**What to produce:**
For the entries below, work out how many lines include the string "hand", then write only that number.

**Listed entries:**
==========

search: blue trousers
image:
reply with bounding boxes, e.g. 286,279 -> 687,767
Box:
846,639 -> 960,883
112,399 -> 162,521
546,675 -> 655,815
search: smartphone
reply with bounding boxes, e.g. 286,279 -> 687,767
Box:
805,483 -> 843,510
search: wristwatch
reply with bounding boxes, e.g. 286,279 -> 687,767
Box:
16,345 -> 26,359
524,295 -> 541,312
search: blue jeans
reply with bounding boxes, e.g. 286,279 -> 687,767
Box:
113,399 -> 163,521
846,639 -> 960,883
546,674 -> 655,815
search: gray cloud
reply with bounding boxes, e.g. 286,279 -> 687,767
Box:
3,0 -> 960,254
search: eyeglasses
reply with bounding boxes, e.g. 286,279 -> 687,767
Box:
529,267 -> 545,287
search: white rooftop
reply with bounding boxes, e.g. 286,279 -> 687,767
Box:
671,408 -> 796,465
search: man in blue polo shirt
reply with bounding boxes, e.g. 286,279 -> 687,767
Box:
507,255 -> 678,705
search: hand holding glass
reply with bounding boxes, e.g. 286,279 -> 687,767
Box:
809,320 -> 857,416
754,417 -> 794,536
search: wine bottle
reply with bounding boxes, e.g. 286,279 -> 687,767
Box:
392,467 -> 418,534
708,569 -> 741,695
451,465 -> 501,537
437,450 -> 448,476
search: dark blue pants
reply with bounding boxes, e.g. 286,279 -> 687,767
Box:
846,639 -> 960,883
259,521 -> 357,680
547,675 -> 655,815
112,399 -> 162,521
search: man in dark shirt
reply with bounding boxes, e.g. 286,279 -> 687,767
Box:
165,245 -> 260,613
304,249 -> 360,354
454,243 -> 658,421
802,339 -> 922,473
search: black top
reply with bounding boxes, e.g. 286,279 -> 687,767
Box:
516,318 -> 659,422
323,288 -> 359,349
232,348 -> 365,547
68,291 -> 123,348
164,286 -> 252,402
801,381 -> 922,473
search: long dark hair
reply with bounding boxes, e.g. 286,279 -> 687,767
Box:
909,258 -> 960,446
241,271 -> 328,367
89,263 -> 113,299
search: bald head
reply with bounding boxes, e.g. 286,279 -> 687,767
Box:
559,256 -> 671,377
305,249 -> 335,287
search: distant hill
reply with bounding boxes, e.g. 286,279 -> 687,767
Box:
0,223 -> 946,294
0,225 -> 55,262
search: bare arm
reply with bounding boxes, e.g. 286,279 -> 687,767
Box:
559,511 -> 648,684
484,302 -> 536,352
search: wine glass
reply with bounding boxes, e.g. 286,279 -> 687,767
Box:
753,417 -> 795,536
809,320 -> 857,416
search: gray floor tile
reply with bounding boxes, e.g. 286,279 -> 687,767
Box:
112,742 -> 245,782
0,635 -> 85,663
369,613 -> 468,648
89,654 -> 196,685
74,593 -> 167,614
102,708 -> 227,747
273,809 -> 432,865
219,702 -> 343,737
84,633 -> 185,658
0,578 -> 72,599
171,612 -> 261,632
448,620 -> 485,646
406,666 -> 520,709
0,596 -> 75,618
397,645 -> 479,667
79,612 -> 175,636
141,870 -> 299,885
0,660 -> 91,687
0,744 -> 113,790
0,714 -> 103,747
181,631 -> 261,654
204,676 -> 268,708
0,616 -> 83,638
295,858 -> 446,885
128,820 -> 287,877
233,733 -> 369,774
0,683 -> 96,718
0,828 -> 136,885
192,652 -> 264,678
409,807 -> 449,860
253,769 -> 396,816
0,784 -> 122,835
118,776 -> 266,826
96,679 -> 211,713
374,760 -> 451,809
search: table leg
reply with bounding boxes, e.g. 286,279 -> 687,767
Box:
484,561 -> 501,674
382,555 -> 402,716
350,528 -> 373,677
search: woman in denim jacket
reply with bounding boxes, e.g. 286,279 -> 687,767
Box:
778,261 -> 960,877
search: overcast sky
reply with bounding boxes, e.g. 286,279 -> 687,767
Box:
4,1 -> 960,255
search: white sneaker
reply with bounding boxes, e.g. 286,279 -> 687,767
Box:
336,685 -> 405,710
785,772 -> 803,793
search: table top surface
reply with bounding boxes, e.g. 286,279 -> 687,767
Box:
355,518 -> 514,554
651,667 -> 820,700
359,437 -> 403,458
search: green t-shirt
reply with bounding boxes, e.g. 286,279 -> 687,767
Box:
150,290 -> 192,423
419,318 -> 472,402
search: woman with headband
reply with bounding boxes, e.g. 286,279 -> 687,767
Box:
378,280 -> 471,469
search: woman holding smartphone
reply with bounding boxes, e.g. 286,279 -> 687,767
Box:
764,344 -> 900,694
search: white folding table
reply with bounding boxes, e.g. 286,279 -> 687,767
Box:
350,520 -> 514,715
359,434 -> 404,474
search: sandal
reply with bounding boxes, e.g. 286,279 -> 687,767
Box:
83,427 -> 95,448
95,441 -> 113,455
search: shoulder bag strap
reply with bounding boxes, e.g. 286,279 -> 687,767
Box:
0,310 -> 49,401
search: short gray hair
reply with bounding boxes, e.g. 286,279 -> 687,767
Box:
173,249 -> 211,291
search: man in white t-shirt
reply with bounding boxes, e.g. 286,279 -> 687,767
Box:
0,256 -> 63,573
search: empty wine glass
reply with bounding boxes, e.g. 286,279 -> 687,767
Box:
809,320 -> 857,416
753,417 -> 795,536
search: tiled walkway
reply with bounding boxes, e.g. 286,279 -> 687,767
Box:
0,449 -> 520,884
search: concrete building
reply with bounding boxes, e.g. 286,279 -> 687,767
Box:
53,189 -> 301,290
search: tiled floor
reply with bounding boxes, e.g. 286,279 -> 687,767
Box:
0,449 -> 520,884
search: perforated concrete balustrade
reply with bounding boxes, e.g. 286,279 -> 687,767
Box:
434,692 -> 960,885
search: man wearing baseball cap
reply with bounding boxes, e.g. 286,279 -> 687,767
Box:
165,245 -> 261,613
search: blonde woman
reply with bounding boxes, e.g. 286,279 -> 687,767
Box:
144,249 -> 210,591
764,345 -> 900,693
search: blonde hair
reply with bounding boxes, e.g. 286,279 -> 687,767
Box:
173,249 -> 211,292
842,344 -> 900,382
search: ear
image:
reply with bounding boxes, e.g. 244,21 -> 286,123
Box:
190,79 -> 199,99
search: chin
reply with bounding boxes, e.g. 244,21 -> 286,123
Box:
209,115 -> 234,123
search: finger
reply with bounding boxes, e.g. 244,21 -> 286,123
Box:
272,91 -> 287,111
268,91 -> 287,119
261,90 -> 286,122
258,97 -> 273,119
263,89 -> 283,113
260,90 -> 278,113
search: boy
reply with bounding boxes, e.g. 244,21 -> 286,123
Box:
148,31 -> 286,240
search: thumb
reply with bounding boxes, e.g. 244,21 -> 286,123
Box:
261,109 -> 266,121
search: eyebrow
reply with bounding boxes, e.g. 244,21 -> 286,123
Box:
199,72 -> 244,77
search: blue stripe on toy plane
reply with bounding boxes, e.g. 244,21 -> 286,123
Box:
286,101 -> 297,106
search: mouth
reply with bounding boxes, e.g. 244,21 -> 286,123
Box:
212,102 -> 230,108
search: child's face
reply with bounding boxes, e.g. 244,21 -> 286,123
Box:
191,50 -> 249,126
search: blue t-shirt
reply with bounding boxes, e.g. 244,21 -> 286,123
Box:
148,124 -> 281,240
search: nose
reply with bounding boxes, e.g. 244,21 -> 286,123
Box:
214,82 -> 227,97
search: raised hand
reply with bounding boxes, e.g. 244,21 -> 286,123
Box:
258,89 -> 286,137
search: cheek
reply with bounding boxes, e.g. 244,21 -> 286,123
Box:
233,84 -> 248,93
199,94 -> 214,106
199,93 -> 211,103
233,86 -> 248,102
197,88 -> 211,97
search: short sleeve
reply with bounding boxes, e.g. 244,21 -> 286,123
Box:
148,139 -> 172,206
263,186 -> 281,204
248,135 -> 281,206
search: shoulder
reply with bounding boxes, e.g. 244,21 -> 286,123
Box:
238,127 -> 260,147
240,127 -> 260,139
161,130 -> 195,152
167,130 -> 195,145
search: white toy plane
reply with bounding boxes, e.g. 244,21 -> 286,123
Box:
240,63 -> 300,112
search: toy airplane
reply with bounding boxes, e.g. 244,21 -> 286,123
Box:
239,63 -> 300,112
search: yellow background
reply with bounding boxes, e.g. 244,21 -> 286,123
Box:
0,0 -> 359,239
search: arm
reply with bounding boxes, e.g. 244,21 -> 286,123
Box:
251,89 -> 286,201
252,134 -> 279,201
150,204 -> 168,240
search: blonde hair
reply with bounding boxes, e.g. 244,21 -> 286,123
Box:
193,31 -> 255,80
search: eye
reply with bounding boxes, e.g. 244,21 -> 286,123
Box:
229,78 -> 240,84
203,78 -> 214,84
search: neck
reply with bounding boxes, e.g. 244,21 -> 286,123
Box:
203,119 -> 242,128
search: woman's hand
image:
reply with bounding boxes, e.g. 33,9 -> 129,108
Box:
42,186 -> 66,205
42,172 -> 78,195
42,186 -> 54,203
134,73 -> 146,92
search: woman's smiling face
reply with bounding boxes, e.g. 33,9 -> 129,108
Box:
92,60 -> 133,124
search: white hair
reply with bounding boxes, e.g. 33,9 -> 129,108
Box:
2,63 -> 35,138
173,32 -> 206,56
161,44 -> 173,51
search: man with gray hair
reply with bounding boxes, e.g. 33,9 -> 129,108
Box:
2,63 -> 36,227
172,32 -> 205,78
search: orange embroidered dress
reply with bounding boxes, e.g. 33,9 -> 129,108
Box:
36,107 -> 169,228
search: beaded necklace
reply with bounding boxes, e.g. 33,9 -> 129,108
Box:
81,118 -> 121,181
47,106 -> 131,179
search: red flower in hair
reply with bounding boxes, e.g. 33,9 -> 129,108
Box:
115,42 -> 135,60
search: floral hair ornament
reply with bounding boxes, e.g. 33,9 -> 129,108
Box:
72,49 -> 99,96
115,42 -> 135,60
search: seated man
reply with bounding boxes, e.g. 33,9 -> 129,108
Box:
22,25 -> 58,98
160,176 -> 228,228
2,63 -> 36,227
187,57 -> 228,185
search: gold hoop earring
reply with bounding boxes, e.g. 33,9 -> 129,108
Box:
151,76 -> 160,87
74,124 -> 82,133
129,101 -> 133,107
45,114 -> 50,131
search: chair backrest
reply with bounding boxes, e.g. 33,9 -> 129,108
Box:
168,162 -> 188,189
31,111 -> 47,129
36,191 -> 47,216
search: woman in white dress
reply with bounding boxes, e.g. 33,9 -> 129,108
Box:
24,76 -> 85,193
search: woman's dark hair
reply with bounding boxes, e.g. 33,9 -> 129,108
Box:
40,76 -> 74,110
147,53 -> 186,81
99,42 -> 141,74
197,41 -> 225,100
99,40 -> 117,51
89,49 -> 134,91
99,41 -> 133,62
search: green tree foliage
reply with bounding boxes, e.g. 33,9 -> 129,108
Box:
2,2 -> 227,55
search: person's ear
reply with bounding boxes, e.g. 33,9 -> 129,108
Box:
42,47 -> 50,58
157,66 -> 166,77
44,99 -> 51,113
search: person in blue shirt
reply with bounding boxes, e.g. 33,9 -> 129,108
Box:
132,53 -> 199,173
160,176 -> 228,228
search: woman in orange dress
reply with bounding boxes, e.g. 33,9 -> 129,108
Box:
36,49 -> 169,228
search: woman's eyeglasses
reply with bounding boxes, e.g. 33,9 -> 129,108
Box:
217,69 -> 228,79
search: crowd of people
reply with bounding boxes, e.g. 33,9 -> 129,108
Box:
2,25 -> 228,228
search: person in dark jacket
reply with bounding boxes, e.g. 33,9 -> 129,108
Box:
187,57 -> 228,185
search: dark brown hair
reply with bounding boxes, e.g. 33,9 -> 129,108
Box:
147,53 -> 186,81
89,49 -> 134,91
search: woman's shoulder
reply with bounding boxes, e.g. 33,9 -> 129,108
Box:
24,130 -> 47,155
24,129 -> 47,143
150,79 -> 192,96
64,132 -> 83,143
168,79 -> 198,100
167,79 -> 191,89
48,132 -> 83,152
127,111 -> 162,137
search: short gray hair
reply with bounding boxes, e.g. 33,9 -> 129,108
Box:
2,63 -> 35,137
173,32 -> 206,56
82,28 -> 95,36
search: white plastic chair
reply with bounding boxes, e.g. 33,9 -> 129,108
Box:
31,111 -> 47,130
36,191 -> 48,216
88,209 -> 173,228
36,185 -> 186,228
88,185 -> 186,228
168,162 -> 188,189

==========

**Task result:**
3